Given task
Copy the following entries word for word.

Dataset records

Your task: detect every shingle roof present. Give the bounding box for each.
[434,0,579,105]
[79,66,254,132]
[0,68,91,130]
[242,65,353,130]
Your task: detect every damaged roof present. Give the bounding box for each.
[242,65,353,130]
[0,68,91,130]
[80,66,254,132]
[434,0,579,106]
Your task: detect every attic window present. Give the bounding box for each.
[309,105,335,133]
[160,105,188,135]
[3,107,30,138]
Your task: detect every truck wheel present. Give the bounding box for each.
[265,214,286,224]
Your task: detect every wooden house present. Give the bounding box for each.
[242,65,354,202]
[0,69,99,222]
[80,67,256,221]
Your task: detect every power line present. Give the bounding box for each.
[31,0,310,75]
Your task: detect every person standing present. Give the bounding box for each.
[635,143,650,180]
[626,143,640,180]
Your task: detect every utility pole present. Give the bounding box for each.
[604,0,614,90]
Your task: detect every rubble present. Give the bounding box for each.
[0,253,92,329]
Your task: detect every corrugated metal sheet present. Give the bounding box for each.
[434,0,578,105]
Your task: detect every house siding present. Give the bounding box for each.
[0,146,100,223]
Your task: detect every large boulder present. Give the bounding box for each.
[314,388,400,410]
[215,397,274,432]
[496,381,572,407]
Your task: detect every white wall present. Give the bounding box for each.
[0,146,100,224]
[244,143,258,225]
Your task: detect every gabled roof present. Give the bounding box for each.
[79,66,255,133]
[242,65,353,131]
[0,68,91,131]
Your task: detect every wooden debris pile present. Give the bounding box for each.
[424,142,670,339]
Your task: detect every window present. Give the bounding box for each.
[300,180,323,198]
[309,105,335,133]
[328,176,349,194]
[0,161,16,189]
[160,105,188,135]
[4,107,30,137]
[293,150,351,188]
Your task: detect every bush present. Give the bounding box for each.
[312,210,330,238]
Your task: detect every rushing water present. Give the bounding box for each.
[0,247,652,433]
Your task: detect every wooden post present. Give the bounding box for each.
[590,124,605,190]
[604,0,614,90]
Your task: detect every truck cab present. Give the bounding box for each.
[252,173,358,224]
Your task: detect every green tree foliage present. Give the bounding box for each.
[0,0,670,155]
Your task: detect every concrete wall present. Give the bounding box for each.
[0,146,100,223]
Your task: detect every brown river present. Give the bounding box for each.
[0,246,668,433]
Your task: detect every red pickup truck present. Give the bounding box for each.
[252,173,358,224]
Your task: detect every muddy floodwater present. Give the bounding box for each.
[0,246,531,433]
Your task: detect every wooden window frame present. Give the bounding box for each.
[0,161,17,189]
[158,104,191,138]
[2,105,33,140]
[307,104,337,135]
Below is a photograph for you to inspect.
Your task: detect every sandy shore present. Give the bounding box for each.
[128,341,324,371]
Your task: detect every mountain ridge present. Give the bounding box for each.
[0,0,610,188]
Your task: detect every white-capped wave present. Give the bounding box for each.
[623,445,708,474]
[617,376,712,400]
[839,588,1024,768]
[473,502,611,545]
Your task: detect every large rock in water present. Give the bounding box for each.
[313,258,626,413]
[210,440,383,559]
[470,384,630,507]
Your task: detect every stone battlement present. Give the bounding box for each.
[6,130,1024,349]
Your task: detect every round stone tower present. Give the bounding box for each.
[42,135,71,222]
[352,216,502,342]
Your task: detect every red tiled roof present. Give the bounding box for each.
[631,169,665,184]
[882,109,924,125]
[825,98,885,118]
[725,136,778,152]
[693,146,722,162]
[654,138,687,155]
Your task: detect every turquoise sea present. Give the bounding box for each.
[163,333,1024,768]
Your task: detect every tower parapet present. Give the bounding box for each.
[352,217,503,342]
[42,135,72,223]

The result
Your task: detect every shingle roof present. Give the bounding box for each.
[434,0,579,105]
[79,66,254,132]
[0,68,91,130]
[242,65,353,130]
Your task: detect every damaged roof present. Give the bounding box for each.
[242,65,353,130]
[0,68,91,130]
[80,66,254,132]
[434,0,579,106]
Your task: detect every attic window present. Give the bounding box for each.
[309,105,335,133]
[160,105,188,135]
[3,107,30,138]
Your task: detect every truck wheel present. Give the bounding box for each.
[265,214,286,224]
Your task: detect every wooden house present. Give the bounding box for each.
[242,65,354,202]
[0,69,99,222]
[80,67,256,221]
Your task: detect every power line present. Give the bounding box for each.
[31,0,310,75]
Your task: detect every person standing present. Give the bounding box for each.
[635,143,650,180]
[626,143,640,180]
Your task: detect every utility pole present. Give the bounding box for each.
[604,0,614,90]
Your task: detect every rubble present. Give the bounding box for each.
[0,253,92,329]
Your task: detect every corrugated metal sheet present. Give the bounding box for each.
[434,0,578,105]
Your task: detect every house siding present. Give the bounding box for each.
[0,146,100,223]
Your task: detect every large boulder present. Give the bounding box for each.
[314,388,400,410]
[215,397,274,432]
[496,381,572,407]
Your task: detect every white wall present. Give the bounding box for each.
[0,146,100,224]
[244,143,258,225]
Your task: detect every gabled roof present. Give the bounding box for each.
[79,66,255,133]
[242,65,353,131]
[0,68,91,131]
Your task: detect every wooden debris pile present. Give the bounding box for each.
[424,142,670,339]
Your task: detect every window present. Give the bounding box for each.
[300,180,323,198]
[309,105,335,133]
[328,176,349,194]
[0,161,16,189]
[160,105,188,135]
[4,107,30,137]
[293,150,351,188]
Your task: detect every bush present. Give the bounding box for each.
[312,210,330,238]
Your task: detect every rushing water present. Give the bounding box for each.
[0,247,652,433]
Your task: detect every wooden post present. Give the bounding box for each.
[590,124,605,190]
[604,0,614,90]
Your task: detect every truck cab present. Give the bounding box for each.
[252,173,358,224]
Your task: detect every green tree foliage present. Give the bounding box for each.
[0,0,670,155]
Your task: detect every concrete wall present. Give the bounding box for each.
[0,146,100,223]
Your task: detect every brown river present. Give the bounding box for each.
[0,246,668,433]
Your task: detect every red pickup truck present. Give the bounding box for each.
[252,173,358,224]
Your task: detect every muddy floodwater present. Give the bounding box for each.
[0,246,531,433]
Your task: detect every wooden window frame present. Give the bounding box for each.
[0,161,17,189]
[158,104,191,138]
[2,105,33,140]
[307,104,337,135]
Below is a photograph for you to inspect.
Your task: detect every sandy shore present. Give the bounding box for each.
[128,341,324,371]
Your task: detect every mountain ridge present. Give the bounding box for each.
[0,0,610,188]
Your task: detect every white-capped wave present. Give the bounding box for each.
[623,445,708,474]
[617,376,712,400]
[839,588,1024,768]
[473,502,611,545]
Your task: detect every large rock in water present. Give the bounding box for each.
[313,258,626,413]
[210,440,383,559]
[470,384,630,507]
Your task: detect every stone battlement present. Give the bounding box for each.
[6,130,1024,349]
Your task: detect every round stone tower present. Give the bounding box for each.
[42,135,71,222]
[352,216,502,342]
Your task: detect every red tiled roof present. Give the bounding box for each.
[631,169,665,184]
[882,109,924,125]
[825,98,885,118]
[725,136,778,152]
[693,146,722,162]
[654,138,687,155]
Your task: detect every turquoise sea present. Give the bounding box for each.
[163,333,1024,768]
Your task: detect every tower parapet present. Give the bounding box for each.
[352,217,503,342]
[42,135,72,223]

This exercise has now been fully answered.